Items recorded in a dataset
☆ ☆ ☆ ☆ ☆
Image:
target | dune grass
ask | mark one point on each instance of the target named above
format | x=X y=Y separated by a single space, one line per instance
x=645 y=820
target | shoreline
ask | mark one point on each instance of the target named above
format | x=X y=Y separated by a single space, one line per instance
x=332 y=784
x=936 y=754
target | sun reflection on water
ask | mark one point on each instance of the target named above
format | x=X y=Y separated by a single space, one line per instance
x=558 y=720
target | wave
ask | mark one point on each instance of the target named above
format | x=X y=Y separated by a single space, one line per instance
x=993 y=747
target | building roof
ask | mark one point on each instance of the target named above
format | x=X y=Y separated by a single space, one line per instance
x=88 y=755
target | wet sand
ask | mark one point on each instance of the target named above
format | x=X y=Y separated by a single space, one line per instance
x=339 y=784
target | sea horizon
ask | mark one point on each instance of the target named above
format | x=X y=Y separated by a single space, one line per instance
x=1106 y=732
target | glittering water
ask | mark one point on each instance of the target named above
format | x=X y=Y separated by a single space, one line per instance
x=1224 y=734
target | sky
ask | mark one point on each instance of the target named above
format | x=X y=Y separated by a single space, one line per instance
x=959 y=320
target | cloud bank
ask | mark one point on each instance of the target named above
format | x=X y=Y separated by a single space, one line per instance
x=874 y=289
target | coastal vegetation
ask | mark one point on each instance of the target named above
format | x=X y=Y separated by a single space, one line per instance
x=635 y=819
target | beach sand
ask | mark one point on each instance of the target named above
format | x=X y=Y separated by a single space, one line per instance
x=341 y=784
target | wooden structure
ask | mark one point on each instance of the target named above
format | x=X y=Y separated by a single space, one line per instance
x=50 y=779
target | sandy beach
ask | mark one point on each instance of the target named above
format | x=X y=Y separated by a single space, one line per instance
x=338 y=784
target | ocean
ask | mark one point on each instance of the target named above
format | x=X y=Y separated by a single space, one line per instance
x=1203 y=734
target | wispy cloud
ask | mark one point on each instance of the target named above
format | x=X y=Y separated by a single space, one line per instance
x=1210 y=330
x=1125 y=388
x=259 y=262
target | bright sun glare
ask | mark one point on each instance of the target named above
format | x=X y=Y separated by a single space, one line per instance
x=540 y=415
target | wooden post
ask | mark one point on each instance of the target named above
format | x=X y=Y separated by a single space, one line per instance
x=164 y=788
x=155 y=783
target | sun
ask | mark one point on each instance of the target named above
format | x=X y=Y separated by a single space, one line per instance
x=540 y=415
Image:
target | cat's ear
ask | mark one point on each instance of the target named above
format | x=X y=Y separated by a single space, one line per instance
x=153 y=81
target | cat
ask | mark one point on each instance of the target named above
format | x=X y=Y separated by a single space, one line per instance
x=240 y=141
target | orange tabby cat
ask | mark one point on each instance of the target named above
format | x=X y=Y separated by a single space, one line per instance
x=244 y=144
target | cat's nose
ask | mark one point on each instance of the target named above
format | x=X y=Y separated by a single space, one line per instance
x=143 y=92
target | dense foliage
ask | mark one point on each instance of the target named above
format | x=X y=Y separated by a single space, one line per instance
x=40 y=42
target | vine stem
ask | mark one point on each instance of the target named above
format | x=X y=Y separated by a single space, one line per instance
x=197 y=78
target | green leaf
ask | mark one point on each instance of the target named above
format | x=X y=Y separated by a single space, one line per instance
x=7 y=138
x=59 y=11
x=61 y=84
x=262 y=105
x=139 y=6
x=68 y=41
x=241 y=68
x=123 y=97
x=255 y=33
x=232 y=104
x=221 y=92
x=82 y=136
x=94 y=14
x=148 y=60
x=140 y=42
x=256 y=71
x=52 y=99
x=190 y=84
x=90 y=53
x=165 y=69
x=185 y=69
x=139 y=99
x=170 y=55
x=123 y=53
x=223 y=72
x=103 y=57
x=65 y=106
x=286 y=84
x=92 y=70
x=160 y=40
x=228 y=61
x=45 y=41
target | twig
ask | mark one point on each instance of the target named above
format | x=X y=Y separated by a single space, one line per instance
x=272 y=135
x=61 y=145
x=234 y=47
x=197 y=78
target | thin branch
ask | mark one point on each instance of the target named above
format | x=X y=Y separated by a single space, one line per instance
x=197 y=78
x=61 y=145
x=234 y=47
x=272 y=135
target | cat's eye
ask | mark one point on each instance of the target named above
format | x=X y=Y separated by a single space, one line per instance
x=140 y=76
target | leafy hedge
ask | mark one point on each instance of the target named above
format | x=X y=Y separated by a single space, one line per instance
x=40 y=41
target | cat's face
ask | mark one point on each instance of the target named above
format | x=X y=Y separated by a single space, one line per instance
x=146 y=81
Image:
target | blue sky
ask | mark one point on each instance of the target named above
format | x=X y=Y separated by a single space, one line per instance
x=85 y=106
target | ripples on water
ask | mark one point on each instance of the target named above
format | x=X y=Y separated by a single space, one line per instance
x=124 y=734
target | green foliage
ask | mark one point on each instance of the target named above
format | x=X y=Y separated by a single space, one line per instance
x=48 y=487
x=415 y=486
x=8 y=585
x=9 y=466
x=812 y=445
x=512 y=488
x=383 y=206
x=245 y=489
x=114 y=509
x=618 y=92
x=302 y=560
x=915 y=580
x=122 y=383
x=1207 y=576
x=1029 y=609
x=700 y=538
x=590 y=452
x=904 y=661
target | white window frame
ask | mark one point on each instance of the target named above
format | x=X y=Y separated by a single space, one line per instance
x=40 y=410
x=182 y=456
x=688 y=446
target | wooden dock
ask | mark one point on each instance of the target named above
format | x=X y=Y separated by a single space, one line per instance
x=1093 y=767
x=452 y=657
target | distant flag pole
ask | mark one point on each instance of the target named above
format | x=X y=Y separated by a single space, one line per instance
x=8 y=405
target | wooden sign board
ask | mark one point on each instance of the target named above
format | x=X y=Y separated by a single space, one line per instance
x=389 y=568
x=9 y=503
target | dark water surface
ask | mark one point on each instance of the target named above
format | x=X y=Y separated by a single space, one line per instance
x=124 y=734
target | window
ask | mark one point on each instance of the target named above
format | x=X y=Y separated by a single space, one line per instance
☆ ☆ ☆ ☆ ☆
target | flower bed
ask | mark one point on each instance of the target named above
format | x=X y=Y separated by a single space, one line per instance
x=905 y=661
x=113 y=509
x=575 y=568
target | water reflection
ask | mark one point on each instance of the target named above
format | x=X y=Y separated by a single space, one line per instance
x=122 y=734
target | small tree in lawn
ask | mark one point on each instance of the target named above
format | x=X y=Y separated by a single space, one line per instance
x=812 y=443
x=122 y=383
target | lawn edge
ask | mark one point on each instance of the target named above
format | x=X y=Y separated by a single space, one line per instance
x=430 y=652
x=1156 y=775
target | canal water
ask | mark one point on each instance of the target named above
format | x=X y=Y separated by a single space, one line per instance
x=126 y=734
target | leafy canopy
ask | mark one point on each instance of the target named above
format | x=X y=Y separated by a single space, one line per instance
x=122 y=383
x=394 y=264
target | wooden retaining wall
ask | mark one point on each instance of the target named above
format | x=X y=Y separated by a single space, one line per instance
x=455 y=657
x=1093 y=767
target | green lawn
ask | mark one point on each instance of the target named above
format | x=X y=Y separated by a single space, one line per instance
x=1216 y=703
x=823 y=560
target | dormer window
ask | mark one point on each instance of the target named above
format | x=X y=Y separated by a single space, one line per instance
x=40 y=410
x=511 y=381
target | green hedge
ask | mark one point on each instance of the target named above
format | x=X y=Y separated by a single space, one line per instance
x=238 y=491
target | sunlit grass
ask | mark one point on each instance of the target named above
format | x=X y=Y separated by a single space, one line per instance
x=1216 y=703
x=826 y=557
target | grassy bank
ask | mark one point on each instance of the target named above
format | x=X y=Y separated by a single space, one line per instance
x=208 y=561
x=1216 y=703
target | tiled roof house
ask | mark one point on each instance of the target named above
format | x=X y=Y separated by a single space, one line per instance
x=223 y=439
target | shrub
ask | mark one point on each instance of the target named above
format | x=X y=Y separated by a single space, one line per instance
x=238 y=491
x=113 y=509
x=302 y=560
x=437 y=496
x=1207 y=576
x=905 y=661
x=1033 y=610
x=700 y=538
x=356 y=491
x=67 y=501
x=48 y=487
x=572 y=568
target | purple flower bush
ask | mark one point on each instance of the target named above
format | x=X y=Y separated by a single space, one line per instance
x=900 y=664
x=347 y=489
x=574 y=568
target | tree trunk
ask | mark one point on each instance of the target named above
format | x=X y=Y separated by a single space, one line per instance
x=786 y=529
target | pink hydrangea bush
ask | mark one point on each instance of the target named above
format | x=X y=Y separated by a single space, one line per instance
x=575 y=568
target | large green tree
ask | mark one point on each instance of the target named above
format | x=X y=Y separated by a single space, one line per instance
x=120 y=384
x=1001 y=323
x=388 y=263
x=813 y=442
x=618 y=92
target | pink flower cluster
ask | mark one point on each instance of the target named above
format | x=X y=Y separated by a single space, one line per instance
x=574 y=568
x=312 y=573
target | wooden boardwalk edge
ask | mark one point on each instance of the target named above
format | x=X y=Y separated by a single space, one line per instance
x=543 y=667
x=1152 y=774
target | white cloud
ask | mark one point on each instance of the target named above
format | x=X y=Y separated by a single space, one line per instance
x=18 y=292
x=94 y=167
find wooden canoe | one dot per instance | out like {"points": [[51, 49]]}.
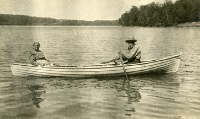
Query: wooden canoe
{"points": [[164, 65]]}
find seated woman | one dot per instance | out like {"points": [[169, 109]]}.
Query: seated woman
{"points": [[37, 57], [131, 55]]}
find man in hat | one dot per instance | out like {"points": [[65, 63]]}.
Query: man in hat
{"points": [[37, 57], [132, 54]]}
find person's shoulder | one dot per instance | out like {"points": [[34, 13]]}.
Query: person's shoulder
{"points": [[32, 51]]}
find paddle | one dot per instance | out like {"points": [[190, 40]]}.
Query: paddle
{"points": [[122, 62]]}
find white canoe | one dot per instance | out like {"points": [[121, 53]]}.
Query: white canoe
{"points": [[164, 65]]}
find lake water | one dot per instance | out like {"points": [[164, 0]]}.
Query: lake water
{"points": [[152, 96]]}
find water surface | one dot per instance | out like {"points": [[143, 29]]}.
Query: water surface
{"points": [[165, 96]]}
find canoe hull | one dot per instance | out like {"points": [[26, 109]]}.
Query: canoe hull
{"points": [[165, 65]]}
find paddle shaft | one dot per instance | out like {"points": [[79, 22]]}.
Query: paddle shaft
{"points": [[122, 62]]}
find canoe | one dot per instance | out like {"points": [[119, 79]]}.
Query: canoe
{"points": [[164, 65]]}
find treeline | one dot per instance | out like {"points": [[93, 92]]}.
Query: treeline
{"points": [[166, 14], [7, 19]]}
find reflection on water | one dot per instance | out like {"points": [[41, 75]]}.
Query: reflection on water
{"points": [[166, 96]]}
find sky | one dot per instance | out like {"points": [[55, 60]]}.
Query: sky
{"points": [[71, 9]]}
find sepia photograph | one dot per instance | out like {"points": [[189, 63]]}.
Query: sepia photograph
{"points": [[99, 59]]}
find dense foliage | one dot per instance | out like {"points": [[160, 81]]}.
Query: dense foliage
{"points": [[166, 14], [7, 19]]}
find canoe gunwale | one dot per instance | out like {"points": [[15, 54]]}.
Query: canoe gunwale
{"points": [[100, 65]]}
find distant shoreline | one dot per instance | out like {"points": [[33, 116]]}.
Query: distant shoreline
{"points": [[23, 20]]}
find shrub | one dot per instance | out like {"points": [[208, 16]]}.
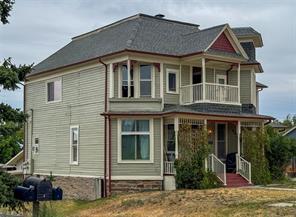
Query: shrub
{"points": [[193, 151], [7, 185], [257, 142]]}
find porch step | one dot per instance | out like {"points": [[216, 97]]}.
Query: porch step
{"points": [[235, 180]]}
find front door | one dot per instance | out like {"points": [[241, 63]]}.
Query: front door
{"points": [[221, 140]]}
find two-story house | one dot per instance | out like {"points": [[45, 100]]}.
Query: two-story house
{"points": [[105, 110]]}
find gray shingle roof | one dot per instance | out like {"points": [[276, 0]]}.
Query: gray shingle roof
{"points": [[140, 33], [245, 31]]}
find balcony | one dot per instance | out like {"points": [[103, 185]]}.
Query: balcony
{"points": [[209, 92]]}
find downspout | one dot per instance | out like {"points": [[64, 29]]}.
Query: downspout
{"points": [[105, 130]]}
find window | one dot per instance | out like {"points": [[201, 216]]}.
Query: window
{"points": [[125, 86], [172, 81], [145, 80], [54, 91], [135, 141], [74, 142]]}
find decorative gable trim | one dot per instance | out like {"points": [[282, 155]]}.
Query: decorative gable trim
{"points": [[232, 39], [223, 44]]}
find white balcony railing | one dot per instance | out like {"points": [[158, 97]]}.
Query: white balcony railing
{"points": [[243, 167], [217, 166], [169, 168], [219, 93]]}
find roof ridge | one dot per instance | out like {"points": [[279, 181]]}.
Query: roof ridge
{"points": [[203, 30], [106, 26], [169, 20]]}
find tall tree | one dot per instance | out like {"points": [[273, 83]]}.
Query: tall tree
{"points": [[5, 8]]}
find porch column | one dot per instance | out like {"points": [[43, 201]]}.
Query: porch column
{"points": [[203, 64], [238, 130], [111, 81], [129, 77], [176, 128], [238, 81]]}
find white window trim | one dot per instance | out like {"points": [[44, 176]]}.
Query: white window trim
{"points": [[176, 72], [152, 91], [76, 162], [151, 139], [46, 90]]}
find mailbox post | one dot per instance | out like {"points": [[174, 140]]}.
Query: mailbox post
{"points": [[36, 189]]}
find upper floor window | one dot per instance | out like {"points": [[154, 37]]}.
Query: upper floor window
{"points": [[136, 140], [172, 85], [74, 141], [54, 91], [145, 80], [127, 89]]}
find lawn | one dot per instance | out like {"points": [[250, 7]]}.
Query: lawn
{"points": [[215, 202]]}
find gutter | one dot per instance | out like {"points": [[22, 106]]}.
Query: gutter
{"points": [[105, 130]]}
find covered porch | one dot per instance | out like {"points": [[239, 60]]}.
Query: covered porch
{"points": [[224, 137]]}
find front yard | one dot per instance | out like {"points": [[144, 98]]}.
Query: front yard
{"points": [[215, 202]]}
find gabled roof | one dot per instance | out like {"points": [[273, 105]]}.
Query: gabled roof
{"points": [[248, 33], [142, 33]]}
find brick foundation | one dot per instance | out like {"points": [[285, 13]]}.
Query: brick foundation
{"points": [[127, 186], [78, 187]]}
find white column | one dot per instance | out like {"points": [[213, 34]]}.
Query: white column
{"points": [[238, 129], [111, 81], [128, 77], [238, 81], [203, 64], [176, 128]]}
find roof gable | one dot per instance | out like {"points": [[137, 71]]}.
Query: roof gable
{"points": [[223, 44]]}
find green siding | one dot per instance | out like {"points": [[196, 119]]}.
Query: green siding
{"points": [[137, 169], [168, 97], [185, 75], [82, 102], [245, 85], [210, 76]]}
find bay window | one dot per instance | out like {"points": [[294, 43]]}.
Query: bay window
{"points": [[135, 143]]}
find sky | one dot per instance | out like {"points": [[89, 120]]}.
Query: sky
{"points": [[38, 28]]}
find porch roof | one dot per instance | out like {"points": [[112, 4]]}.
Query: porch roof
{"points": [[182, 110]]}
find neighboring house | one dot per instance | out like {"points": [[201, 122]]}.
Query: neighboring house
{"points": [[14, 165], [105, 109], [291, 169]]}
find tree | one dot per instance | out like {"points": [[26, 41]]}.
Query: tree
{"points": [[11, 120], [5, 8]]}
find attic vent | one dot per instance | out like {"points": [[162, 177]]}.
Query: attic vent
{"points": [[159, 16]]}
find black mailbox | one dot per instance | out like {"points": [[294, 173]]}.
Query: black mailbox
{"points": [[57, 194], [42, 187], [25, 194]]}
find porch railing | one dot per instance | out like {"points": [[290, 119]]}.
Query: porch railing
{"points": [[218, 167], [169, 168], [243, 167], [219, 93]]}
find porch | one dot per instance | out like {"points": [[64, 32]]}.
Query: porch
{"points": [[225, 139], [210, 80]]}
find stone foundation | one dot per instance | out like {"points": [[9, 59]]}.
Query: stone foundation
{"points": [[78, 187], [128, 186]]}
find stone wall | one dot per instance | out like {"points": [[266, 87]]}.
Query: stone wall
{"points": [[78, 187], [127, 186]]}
☆ ☆ ☆ ☆ ☆
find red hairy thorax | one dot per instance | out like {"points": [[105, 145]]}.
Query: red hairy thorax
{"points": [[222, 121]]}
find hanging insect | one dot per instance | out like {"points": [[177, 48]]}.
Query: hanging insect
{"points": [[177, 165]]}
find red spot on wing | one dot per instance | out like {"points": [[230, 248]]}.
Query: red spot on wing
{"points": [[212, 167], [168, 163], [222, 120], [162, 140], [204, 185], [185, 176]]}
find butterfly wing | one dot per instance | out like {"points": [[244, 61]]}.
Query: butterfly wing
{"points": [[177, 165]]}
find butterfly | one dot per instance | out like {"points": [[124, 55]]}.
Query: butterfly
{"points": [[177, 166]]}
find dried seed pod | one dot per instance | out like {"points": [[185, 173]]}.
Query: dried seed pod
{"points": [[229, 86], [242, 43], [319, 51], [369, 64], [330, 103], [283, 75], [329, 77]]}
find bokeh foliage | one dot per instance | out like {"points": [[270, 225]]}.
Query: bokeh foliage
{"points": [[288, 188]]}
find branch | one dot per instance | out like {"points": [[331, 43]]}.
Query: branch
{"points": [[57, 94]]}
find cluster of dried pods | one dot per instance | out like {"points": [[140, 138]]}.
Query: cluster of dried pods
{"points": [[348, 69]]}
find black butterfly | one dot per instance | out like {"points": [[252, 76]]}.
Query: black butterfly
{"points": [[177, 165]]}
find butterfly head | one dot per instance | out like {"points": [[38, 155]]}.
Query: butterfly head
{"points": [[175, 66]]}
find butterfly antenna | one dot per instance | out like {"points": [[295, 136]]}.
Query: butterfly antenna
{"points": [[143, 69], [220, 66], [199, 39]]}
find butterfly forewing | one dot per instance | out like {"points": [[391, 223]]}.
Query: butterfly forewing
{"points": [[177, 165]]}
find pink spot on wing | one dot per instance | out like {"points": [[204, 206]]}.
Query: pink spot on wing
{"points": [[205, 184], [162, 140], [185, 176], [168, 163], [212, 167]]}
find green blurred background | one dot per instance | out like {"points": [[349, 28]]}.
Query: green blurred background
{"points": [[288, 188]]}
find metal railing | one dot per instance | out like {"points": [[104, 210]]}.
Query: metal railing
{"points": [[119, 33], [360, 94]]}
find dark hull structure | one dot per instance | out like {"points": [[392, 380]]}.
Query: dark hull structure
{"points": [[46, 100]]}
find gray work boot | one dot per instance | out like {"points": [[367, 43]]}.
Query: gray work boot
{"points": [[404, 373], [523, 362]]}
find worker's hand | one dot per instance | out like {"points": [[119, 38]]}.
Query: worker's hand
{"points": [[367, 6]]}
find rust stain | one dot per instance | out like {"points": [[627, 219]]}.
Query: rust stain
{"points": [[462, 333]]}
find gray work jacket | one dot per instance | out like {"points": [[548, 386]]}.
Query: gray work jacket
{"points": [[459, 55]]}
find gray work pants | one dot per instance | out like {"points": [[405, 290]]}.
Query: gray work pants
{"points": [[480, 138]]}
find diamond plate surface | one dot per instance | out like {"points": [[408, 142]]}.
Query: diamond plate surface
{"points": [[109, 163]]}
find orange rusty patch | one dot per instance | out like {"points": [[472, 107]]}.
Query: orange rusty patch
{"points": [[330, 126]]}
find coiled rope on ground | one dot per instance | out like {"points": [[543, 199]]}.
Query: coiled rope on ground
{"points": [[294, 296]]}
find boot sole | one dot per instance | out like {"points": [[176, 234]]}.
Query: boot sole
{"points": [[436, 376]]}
☆ ☆ ☆ ☆ ☆
▶ _DO THIS_
Reproduce verbatim the lines of the data from the line containing "target | wooden retaining wall" to the line containing "x=786 y=529", both lines included.

▶ _ANSWER TO THE PROBLEM_
target | wooden retaining wall
ask | mark one point on each instance of the target named above
format | x=X y=Y separated by a single space, one line per instance
x=455 y=657
x=1093 y=767
target | green lawn
ask | mark one point on each instance of the target named above
format | x=X y=Y separated by a single space, one line per instance
x=1216 y=703
x=823 y=560
target | dormer window
ask | mark one point on each instance of the target named above
format | x=X y=Y separated by a single space, one line per instance
x=40 y=410
x=511 y=381
target | green hedge
ask | mark one point on each instance of the target named above
format | x=X y=Y separated by a single space, one line per instance
x=238 y=491
target | sunlit grass
ask | mark one point on each instance of the target named above
format | x=X y=Y separated by a single space, one line per instance
x=1216 y=703
x=826 y=557
target | grassy bank
ask | mark one point on each instance of the target named above
format | x=X y=Y separated by a single space, one line per instance
x=208 y=561
x=1216 y=703
target | tiled roof house
ask | mark one point on each instance of the target named above
format | x=X y=Y separated by a single space, one line per instance
x=223 y=439
target | shrub
ask | mark one point on each instance of the target named above
format | x=X y=Y separated by a single space, one line per instance
x=238 y=491
x=113 y=509
x=302 y=560
x=437 y=496
x=1207 y=576
x=905 y=661
x=1033 y=610
x=700 y=538
x=356 y=491
x=67 y=501
x=48 y=487
x=572 y=568
target | purple flower bush
ask | mark one point on each instance of the target named above
format | x=X y=Y separated by a single space, one line per instance
x=900 y=664
x=347 y=489
x=574 y=568
target | tree trunk
ask | mark one point on each instance of the target named above
format | x=X y=Y separated by a single space, one line per instance
x=786 y=529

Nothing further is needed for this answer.